* What you have to do
Write out the lines again, starting at the one that contains "Record the location of each instance of the tree bark" and ending at the last line. Keep their wording, but move every coordinate in the answers by adding 128 to each of its numbers.

***** Provided information *****

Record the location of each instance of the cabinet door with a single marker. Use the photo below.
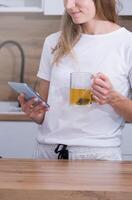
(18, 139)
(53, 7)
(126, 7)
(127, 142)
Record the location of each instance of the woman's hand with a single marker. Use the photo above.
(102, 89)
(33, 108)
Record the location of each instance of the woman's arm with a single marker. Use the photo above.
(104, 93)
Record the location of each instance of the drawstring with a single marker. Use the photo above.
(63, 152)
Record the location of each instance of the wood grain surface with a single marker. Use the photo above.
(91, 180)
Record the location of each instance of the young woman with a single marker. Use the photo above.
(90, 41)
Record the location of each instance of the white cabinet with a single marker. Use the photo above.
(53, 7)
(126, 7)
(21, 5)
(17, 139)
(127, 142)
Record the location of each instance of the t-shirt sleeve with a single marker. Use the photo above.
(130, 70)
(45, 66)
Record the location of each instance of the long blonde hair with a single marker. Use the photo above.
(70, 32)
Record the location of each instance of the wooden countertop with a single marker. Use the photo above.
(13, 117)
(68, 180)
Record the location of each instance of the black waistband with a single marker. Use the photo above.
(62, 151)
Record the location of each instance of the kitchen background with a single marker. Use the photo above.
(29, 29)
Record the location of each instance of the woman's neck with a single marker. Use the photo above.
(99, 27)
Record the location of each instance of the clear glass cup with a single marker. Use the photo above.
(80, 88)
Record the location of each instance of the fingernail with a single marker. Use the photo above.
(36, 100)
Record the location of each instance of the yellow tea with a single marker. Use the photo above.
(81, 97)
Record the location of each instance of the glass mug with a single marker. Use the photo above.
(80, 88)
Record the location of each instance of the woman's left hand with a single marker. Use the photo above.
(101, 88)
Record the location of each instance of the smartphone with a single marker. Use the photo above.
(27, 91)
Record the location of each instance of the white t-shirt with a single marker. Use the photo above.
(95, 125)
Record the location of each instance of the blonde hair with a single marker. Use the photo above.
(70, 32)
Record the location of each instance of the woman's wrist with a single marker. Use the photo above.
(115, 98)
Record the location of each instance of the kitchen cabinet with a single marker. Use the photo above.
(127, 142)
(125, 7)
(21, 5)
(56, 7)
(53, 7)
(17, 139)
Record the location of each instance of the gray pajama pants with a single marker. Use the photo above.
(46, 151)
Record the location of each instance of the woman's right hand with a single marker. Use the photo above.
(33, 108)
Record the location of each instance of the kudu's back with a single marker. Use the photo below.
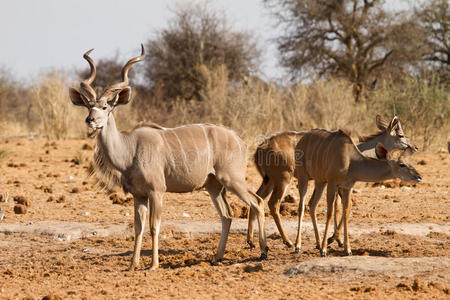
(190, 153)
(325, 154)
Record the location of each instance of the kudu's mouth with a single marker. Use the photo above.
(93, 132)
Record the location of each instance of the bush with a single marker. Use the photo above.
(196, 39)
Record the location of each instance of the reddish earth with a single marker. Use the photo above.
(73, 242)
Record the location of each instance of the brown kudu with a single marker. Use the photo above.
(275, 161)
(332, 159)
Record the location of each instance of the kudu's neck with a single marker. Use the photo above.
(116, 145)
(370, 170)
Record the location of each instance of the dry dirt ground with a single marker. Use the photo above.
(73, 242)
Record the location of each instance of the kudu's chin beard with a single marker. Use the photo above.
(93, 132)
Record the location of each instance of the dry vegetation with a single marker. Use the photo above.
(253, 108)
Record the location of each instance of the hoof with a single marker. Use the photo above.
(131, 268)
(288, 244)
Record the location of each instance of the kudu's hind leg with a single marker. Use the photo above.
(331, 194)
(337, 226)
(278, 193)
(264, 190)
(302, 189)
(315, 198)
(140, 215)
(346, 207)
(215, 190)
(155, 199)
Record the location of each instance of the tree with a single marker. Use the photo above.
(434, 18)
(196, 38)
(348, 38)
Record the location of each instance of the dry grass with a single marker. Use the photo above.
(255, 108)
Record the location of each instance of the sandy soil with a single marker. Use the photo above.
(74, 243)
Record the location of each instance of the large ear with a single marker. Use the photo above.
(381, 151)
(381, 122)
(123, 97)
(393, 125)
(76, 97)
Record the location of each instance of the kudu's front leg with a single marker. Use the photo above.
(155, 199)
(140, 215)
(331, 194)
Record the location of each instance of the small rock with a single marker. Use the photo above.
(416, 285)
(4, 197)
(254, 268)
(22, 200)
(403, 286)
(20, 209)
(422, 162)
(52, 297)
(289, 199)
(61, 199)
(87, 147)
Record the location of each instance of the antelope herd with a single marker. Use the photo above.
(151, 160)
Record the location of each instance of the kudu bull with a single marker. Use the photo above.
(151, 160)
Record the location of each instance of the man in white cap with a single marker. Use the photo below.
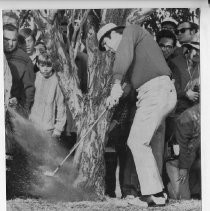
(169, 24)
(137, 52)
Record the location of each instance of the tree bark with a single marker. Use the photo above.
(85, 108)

*****

* The solution
Record the location of each instance of the tree bark with a single marker. Use the photo above.
(213, 236)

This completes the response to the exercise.